__Work to do__
Beginning with the line that contains "window with a single point, one per instance.", extract each line through the end of the listing below, with no additions or omissions.

__Input material__
* START *

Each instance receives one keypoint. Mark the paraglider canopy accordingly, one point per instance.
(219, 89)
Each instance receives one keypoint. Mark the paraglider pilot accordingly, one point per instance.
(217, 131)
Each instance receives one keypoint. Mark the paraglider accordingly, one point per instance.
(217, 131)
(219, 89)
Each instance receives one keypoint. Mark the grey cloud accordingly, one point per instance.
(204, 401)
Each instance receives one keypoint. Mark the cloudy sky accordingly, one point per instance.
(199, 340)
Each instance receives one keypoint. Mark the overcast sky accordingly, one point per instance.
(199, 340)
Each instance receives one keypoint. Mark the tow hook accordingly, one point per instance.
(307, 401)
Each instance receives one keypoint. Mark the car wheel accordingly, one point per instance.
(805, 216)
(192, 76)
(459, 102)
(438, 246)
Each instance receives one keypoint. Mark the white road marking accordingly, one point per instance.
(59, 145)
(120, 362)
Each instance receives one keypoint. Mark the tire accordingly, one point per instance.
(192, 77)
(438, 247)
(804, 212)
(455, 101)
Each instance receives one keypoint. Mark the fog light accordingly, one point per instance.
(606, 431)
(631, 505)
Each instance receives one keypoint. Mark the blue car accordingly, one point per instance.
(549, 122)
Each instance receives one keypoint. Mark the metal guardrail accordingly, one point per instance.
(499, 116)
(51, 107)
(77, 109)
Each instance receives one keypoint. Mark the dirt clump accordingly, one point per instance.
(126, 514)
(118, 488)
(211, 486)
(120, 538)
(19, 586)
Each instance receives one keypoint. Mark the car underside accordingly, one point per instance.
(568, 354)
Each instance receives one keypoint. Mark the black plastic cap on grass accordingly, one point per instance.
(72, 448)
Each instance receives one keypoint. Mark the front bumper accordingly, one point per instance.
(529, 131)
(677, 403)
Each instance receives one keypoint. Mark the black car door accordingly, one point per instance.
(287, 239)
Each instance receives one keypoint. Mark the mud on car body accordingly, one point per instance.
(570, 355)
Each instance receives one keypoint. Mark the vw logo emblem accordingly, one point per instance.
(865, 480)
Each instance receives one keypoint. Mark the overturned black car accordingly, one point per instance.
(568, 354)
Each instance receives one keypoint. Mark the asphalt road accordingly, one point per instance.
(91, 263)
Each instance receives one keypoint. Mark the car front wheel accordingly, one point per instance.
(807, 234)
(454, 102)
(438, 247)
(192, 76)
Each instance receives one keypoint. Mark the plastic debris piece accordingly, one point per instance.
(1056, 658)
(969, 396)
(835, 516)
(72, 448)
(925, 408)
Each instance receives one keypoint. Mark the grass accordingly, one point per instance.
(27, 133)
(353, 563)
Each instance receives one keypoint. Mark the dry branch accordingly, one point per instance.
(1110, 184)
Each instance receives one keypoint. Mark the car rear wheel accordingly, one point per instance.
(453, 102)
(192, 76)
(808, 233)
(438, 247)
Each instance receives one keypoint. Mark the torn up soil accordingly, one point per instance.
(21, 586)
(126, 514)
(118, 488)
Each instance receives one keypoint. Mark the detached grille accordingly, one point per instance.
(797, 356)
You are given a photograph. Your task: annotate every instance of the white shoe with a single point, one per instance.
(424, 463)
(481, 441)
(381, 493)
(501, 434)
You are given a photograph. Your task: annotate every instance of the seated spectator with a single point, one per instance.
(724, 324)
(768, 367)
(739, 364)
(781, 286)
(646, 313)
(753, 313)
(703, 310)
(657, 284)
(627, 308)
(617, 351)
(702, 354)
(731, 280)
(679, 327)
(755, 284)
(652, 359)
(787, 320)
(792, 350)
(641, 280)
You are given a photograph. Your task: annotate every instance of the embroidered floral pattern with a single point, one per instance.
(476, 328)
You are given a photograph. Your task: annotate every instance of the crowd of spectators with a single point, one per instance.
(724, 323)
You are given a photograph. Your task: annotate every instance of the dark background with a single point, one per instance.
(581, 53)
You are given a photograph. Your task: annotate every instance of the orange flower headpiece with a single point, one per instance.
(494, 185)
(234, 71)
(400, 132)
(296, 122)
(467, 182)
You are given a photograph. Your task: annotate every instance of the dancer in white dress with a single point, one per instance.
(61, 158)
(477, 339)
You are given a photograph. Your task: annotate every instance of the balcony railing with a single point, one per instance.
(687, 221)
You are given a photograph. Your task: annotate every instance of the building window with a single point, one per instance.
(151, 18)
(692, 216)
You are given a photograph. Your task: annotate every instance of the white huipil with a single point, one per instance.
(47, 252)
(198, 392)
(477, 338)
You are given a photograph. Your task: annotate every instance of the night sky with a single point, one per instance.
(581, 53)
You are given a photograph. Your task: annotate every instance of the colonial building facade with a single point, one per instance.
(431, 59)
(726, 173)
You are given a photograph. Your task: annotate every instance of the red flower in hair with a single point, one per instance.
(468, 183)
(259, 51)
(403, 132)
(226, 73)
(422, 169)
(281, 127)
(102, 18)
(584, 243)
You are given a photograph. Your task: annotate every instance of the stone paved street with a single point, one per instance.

* END *

__Result of this task__
You are given a photograph. Your task: annotate every instance of the building window with a single point, one per instance.
(151, 18)
(692, 216)
You are given a photograph. Your task: annotate every instance of the white huipil with a single point, one per instance.
(47, 252)
(198, 392)
(477, 338)
You are given a photograph. Your task: annotate every instance of the night sky with a single point, one per instance.
(581, 53)
You are given a photograph. Your task: annotate every instance of the colonial building facade with a single point, one per instance.
(431, 59)
(726, 173)
You are given a photograph. Your task: annotate every instance of the red flower in hair with a single point, one per instance.
(468, 183)
(259, 51)
(403, 132)
(226, 73)
(422, 169)
(281, 127)
(102, 18)
(584, 243)
You are given a photograph. Your task: annotate every instance of the stone paved street with a single point, one per instance.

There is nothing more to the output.